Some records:
════════════════════

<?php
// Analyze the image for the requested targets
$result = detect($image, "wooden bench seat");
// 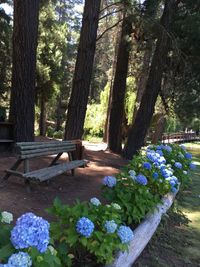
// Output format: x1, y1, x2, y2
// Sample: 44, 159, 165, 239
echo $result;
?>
0, 141, 87, 191
23, 160, 85, 182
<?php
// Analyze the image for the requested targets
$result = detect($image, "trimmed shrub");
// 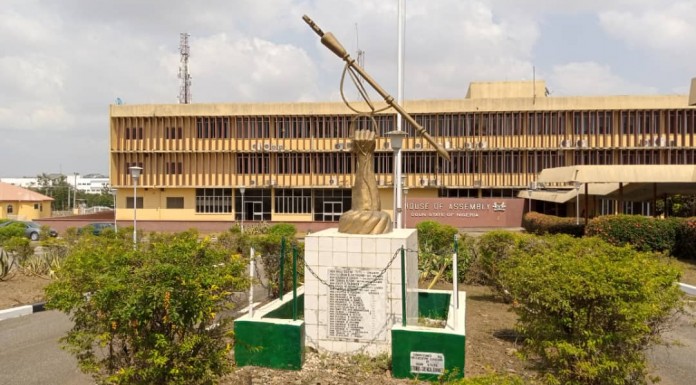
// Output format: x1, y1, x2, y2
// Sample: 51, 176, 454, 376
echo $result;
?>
471, 231, 523, 298
585, 215, 679, 252
416, 221, 458, 287
0, 224, 26, 246
500, 236, 682, 385
522, 212, 585, 237
672, 218, 696, 259
46, 231, 249, 385
246, 223, 304, 297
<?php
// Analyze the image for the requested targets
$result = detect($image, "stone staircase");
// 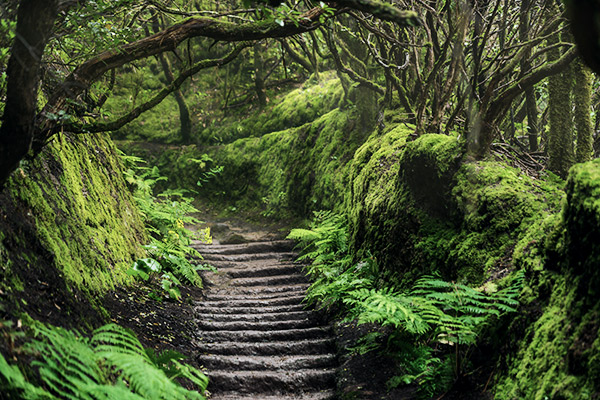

════════════════════

■ DIRECTIVE ■
Reproduce every one of the records above word for word, leaving out the pictures.

■ EXERCISE ANSWER ■
<?php
// Analyze the image for the requested targets
$result = detect($image, "wooden bench seat");
// 
// Output format: x1, y1, x2, y2
// Sample: 44, 159, 165, 239
echo $result;
?>
0, 141, 87, 191
23, 160, 85, 182
<?php
// Analyze the image for the requested targets
$result = detect($image, "trimmed shrub");
// 
// Output format: x1, y1, x2, y2
// Sample: 51, 176, 454, 376
echo $result;
?>
471, 231, 523, 298
585, 215, 679, 252
416, 221, 458, 287
0, 224, 26, 246
500, 236, 682, 385
522, 212, 585, 237
672, 218, 696, 259
46, 231, 249, 385
246, 223, 304, 297
<?php
// Analyze the image for the requested targets
$result = detect($image, "stone staircase");
// 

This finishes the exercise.